### Source data
(begin)

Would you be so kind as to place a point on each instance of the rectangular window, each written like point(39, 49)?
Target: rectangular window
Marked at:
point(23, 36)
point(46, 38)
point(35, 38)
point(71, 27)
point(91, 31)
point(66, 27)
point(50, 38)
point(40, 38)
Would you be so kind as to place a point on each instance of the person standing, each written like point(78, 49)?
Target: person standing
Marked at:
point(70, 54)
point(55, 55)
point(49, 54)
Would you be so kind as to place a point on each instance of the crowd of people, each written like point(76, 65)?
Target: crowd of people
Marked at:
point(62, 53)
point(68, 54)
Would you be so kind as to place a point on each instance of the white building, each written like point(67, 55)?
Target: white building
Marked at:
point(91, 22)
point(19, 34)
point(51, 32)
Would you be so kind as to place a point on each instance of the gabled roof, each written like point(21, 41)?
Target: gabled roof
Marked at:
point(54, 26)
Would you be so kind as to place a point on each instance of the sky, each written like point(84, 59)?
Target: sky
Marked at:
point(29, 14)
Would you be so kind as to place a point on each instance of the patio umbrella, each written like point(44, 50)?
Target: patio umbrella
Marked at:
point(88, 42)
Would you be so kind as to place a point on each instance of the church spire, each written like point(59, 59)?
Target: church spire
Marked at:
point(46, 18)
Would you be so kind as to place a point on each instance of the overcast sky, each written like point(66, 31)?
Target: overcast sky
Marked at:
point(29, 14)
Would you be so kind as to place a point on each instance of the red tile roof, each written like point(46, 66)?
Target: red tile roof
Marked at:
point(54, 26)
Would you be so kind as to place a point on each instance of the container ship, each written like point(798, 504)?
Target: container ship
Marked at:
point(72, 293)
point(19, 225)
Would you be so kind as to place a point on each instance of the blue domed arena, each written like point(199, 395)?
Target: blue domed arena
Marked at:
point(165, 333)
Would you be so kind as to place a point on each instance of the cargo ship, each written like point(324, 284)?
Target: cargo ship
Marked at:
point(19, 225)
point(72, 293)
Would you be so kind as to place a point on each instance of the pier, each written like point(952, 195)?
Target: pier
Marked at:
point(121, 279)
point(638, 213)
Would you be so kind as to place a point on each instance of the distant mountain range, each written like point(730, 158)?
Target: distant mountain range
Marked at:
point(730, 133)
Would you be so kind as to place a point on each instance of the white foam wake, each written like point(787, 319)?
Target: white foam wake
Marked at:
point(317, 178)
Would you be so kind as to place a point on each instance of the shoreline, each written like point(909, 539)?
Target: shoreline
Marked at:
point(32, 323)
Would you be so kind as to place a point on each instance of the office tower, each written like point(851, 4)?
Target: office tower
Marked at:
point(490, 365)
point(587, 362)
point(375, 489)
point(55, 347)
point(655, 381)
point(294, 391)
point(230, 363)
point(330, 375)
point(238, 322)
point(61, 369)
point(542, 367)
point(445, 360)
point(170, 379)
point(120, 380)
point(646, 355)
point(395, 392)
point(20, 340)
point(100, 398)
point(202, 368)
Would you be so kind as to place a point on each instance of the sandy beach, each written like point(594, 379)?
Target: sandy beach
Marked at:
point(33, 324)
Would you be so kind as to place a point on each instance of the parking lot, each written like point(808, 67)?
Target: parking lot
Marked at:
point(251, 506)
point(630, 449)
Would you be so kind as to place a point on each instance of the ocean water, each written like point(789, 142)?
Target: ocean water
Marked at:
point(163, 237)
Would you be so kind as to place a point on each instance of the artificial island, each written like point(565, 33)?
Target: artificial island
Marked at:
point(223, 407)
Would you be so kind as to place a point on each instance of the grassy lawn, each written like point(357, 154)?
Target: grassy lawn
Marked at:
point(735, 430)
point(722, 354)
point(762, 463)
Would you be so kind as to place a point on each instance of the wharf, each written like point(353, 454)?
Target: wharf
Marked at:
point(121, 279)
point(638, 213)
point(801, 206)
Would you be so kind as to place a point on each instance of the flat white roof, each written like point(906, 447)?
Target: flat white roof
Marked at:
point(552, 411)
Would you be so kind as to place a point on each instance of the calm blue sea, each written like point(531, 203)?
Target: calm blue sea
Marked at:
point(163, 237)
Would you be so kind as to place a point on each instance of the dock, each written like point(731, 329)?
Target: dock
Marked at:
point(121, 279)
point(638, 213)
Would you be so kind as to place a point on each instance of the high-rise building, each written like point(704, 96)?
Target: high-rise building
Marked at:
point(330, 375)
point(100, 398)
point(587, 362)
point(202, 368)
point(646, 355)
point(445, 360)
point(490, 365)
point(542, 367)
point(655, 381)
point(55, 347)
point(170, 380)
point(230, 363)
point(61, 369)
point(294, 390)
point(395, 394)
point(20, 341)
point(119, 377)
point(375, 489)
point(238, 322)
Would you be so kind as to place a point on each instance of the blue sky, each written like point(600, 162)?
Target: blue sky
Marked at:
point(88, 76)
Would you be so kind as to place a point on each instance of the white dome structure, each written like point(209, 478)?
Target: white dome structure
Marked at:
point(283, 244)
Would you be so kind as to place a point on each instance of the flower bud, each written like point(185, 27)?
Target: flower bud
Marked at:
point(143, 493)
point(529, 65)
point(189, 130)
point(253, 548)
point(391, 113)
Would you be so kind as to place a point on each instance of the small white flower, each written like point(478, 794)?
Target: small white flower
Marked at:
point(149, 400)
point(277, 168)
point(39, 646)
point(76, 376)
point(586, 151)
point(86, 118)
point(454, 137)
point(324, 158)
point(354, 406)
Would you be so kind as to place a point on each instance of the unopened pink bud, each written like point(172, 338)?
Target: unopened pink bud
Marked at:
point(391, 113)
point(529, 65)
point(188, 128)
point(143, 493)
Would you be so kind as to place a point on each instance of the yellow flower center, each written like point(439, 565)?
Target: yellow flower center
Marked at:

(end)

### Given instruction
Rescale the stretch of records from the line containing "like point(952, 195)?" through the line containing "point(730, 133)", both ends included: write out every line again, requests included, with each point coordinate in the answers multiplied by 2 and rounded to a whole number, halves up. Leave the numbers in the requests and their format samples unchanged.

### Task response
Would you be so kind as to place a point on each instance of the pier, each written like point(952, 195)?
Target: pier
Marked at:
point(242, 558)
point(1276, 426)
Would you be so kind as to place a point on each instance of the distant mountain range, each written like point(730, 158)?
Target: distant mountain range
Marked at:
point(1460, 266)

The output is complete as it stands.